[[ Listed records open ]]

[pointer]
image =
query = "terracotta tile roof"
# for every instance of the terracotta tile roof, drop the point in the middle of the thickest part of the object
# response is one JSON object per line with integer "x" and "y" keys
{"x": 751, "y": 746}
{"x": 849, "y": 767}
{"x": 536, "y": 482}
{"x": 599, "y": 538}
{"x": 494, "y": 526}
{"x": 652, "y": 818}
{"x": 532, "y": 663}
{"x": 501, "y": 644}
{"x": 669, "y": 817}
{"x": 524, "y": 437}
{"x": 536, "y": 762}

[[ Listed records closed ]]

When you find a line in the records that contains the word "tile", copy it.

query = "terracotta tile roof"
# for every instance of the terracotta tile roof, drop the point in the middle of the thickest part of the object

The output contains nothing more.